WHAT IS EXPECTED =
Copy every line of the material below that contains the string "white", treating uppercase and lowercase letters as distinct.
:: DATA FOR THIS TASK
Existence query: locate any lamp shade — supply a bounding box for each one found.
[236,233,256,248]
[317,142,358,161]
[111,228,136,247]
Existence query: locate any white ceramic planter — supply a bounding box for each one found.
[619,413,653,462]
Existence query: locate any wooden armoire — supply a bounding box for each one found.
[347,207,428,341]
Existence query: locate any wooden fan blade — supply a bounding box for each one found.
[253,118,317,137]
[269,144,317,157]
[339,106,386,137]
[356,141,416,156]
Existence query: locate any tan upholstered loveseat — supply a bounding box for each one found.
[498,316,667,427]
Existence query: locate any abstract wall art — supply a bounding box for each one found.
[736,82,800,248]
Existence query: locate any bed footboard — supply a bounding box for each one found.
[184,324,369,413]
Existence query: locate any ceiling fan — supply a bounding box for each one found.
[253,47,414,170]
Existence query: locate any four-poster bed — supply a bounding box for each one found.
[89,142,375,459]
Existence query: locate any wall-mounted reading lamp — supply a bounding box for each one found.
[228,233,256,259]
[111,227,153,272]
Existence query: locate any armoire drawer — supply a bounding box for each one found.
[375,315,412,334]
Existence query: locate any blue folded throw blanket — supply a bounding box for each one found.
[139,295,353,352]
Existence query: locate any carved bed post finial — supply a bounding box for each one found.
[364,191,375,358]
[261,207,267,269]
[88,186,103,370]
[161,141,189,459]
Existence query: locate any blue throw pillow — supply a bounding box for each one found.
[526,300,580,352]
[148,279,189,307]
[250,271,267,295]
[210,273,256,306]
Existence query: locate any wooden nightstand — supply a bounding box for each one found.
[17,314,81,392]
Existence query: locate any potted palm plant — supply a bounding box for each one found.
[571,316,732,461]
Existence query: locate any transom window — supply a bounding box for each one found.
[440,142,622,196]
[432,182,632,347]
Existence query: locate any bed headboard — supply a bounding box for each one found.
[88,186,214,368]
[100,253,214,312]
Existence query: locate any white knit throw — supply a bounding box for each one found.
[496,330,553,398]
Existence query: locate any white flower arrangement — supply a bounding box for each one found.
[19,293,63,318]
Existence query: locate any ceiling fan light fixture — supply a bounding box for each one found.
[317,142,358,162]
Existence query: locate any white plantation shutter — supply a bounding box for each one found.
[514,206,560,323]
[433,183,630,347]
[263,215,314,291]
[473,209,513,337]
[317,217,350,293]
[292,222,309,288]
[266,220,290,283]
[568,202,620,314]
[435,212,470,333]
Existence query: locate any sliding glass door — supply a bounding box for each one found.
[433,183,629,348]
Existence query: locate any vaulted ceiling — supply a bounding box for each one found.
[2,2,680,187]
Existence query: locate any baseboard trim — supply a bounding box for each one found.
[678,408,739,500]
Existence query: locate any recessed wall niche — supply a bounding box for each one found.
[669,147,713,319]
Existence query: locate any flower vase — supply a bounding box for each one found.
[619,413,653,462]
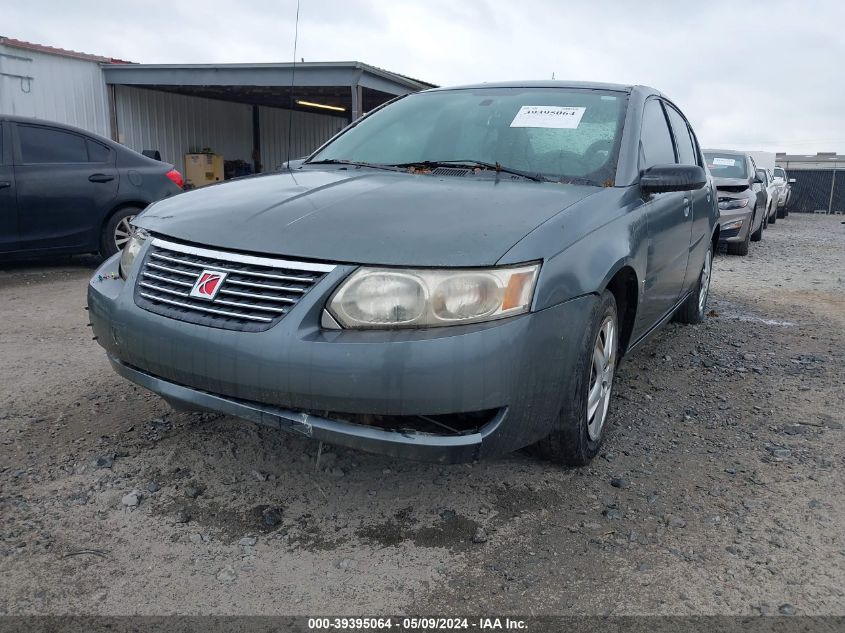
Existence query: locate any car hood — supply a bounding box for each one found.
[135,168,601,266]
[713,178,749,191]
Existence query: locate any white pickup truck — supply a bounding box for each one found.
[772,167,792,218]
[748,151,783,226]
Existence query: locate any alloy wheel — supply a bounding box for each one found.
[114,215,135,251]
[587,316,617,442]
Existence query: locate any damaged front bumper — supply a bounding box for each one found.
[88,252,596,462]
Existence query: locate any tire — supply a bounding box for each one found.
[749,209,763,242]
[675,242,713,325]
[100,207,141,259]
[728,228,751,255]
[535,290,619,466]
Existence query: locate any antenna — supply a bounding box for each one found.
[285,0,299,171]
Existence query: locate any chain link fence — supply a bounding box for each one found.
[787,169,845,213]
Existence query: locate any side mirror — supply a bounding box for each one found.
[640,165,707,193]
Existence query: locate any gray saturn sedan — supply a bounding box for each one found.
[88,82,719,464]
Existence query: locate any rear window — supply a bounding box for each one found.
[704,152,748,178]
[18,125,88,165]
[87,139,111,163]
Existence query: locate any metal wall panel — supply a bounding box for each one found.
[258,106,347,171]
[115,86,252,172]
[0,44,109,137]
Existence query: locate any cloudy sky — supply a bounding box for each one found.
[6,0,845,153]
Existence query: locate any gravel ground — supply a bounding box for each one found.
[0,214,845,615]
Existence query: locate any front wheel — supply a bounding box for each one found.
[100,207,141,259]
[675,242,713,324]
[749,211,767,242]
[728,219,753,255]
[537,290,619,466]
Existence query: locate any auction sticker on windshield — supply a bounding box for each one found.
[511,106,587,130]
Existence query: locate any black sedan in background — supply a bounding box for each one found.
[0,116,182,257]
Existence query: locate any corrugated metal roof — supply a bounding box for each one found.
[0,35,134,64]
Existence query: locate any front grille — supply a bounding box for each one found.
[135,238,334,332]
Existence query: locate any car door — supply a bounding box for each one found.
[15,123,118,251]
[0,121,18,253]
[635,97,692,333]
[746,156,766,211]
[664,103,713,292]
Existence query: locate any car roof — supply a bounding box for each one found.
[425,80,640,94]
[0,114,118,148]
[701,149,748,156]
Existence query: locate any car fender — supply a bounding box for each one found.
[499,187,649,310]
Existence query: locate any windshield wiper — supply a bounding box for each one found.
[303,158,403,171]
[391,158,547,182]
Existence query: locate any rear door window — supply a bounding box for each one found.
[18,124,88,165]
[640,99,676,169]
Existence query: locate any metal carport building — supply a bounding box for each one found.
[102,62,433,172]
[0,36,432,177]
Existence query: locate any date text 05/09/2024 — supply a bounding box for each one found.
[308,617,528,631]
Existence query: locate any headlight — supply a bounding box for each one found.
[118,229,149,279]
[328,264,540,329]
[719,198,748,210]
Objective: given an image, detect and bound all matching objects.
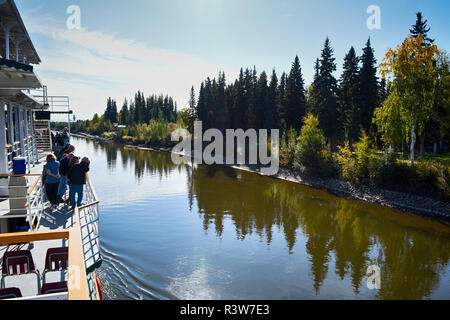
::::
FULL RESPONSE =
Existence query: locate any white ceramic planter — supply a bounding box for each one found.
Existence query: locate any white knit throw — supply a bounding box for each one found.
Existence query: locate any white flower arrangement — supply a bounding box for each one found.
Existence query: locate any white plantation shutter — supply a bounding box for each one found.
Existence query: locate any white pickup truck — supply a bounding box for each one found.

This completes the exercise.